→ Task description
Which lines of the data below contain the string "clicks", matching case exactly? Copy each of those lines in full.

→ Provided records

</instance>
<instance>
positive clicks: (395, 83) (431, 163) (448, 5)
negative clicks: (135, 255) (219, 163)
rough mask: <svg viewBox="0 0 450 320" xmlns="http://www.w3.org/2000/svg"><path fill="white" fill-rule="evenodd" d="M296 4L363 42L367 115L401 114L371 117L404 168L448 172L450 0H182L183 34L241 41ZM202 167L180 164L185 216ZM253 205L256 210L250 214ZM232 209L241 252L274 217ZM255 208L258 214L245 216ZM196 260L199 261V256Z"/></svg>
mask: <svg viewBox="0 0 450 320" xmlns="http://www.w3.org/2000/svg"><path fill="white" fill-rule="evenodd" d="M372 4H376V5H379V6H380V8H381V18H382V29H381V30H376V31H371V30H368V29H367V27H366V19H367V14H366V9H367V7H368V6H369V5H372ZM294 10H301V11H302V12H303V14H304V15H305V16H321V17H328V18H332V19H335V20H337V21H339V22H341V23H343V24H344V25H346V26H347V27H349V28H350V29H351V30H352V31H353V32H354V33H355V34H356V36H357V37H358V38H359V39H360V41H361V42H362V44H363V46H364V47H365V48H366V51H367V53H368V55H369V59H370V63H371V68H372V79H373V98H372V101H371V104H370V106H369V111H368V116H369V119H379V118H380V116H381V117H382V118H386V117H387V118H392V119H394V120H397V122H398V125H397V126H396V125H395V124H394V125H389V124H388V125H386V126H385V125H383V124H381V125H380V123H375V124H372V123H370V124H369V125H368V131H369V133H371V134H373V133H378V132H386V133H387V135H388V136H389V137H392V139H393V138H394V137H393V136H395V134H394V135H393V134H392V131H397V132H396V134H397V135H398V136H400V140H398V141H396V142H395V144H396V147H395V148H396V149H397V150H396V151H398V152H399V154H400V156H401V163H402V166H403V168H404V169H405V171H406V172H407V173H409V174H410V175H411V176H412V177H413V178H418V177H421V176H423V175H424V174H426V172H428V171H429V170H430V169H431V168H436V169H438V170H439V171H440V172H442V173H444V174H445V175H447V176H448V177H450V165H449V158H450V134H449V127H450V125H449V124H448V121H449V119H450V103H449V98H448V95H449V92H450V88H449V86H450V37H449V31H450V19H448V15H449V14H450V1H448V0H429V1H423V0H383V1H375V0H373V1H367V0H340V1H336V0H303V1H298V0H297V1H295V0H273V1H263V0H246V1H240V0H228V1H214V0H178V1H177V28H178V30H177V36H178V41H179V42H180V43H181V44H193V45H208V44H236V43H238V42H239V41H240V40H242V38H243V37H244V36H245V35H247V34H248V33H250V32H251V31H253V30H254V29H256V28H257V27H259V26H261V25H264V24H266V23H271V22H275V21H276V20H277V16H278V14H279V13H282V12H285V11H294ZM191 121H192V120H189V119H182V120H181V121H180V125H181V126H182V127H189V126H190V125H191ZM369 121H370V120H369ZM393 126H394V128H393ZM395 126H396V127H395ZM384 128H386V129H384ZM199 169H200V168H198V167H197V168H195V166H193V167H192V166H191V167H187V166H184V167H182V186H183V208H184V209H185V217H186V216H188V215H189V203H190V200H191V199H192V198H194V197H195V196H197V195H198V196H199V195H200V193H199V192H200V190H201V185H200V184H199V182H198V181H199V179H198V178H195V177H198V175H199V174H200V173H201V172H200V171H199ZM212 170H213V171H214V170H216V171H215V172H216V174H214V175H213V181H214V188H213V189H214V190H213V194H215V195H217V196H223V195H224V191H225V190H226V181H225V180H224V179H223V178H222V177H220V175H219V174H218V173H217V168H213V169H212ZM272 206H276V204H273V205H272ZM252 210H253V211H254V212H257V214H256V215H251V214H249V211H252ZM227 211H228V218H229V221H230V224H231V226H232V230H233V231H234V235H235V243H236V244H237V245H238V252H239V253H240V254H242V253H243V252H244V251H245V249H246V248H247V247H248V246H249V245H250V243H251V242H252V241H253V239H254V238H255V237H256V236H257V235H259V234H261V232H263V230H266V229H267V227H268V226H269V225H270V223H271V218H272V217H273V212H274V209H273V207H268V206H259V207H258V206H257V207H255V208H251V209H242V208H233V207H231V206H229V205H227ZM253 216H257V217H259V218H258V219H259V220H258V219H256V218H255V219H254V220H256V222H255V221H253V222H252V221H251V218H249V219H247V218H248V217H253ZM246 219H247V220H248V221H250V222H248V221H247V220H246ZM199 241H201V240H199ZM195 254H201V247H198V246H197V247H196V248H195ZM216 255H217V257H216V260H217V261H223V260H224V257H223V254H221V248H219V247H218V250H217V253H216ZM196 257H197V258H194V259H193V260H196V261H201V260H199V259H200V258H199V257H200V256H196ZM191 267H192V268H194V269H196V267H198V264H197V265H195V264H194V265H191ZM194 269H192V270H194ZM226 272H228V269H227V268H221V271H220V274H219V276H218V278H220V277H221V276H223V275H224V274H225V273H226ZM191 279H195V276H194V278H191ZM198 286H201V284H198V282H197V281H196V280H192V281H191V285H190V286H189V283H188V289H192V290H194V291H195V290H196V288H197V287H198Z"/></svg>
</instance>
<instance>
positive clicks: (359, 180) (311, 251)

---

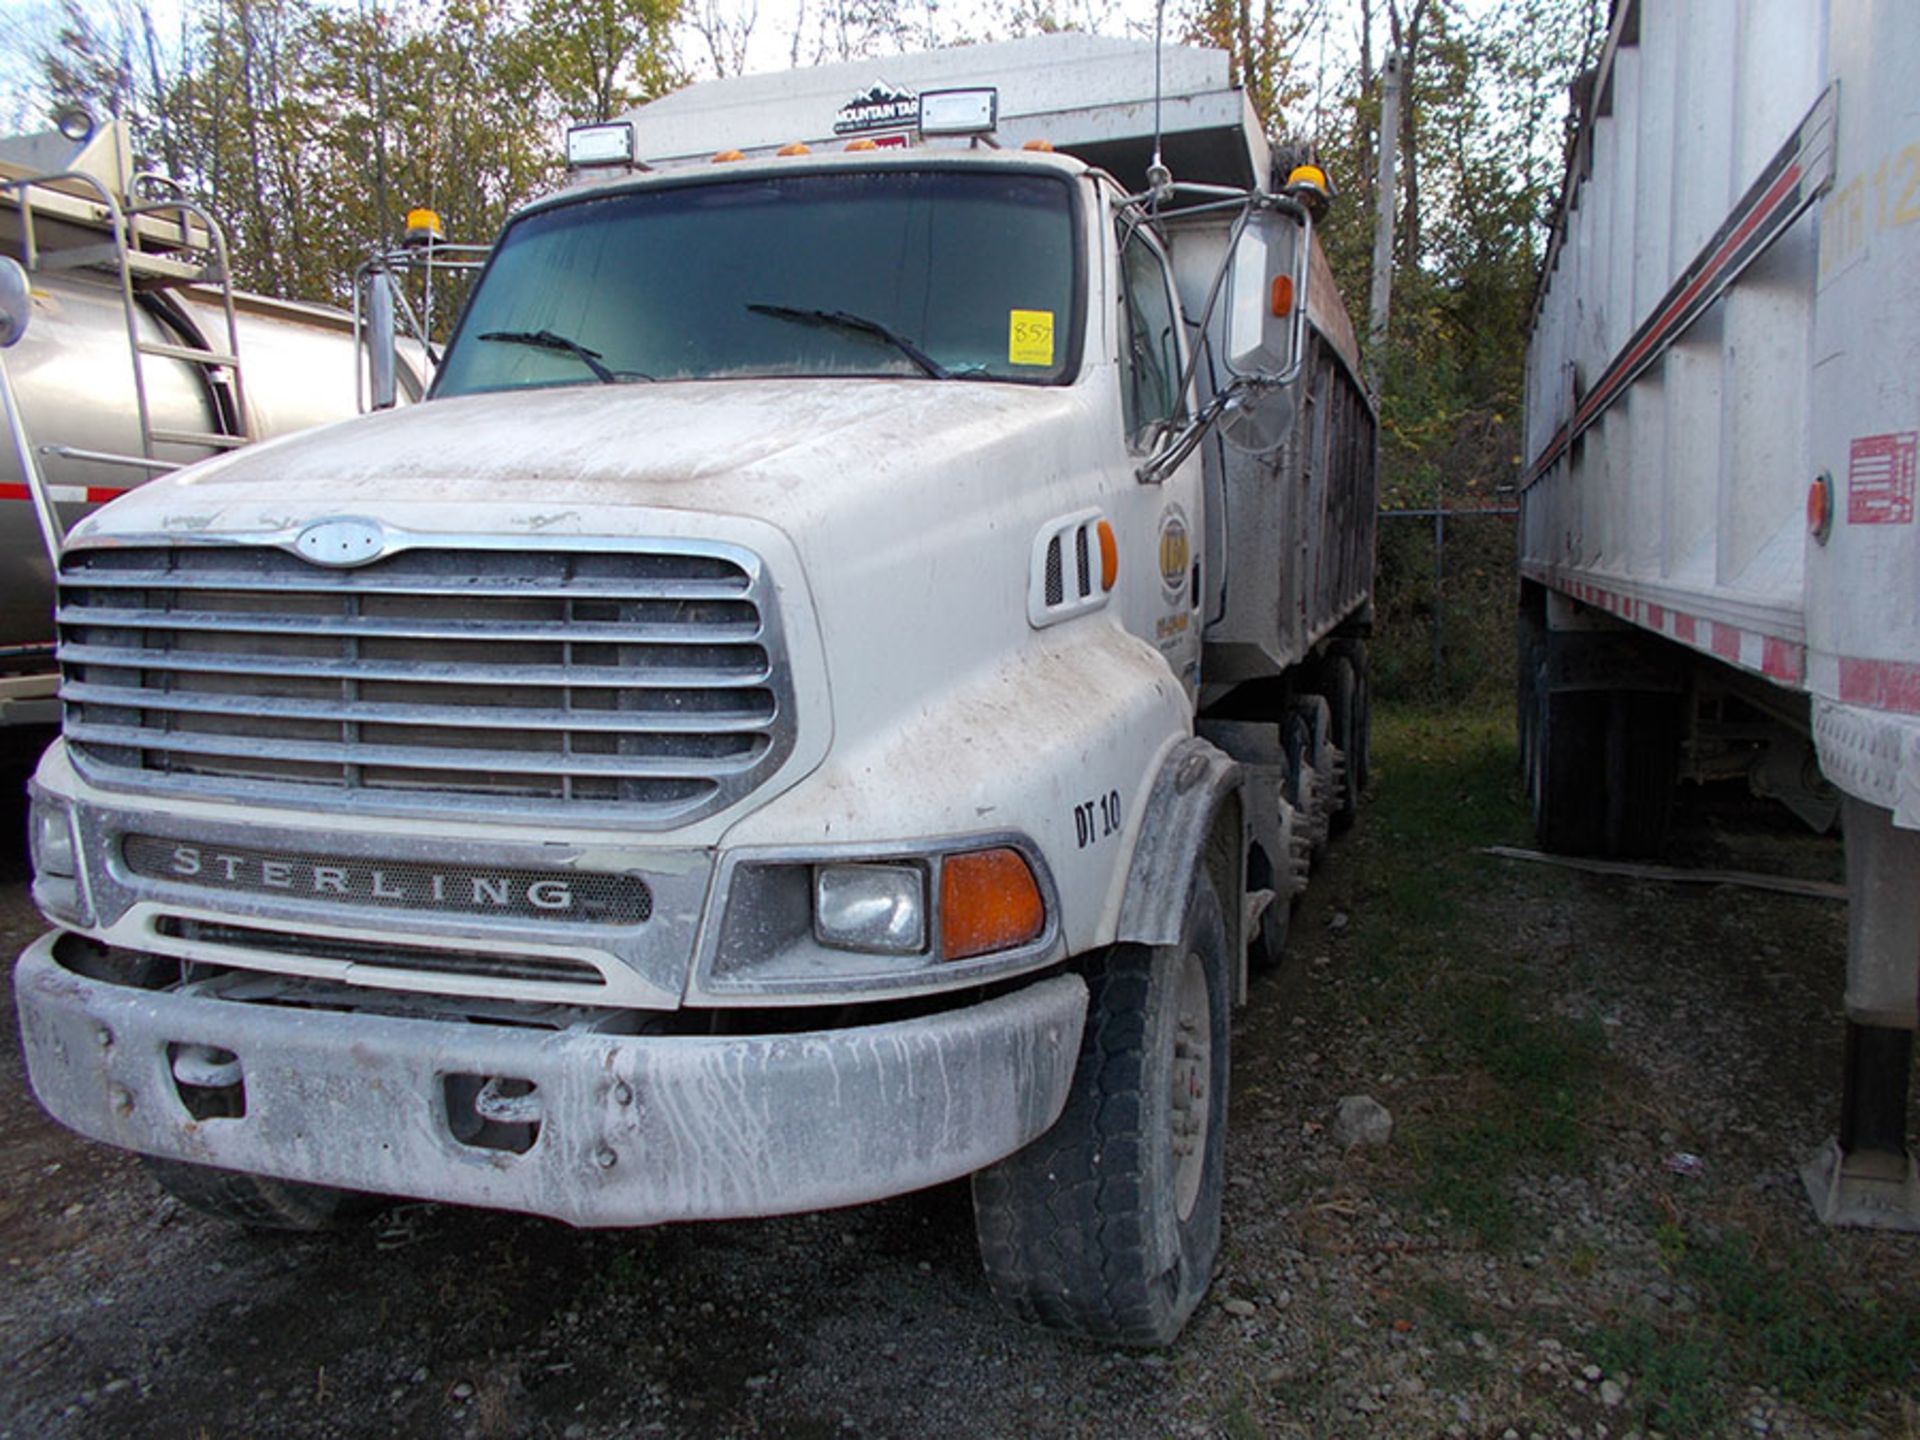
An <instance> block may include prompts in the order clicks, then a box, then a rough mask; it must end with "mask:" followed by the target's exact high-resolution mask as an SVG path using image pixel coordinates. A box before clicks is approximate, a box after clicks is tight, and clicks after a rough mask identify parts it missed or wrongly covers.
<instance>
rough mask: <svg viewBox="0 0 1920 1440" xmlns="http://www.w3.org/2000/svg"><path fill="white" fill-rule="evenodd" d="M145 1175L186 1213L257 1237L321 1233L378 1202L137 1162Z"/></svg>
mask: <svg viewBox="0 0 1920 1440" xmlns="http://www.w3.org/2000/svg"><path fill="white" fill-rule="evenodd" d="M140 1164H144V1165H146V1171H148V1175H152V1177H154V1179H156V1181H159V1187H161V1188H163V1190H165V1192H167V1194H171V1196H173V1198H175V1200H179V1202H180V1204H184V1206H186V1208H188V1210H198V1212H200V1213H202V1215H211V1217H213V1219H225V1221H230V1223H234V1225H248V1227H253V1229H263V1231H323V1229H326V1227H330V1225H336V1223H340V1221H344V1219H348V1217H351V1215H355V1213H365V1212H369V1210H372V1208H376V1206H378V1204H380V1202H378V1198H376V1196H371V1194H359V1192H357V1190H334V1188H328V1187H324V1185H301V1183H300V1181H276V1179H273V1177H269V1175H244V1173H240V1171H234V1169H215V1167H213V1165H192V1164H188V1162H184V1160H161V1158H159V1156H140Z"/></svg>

→ Answer to this problem
positive clicks: (395, 83) (431, 163) (448, 5)
negative clicks: (135, 255) (219, 163)
positive clicks: (359, 180) (311, 251)
An <instance> block may include prompts in the order clicks, then a box, then a rough mask; it must end with "mask:" followed by the target's exact high-resolution mask as an SVG path using image pixel coordinates. A box before clicks is approximate, a box after clicks is tight, and clicks after a rough mask identify parts it missed or wrongly covers.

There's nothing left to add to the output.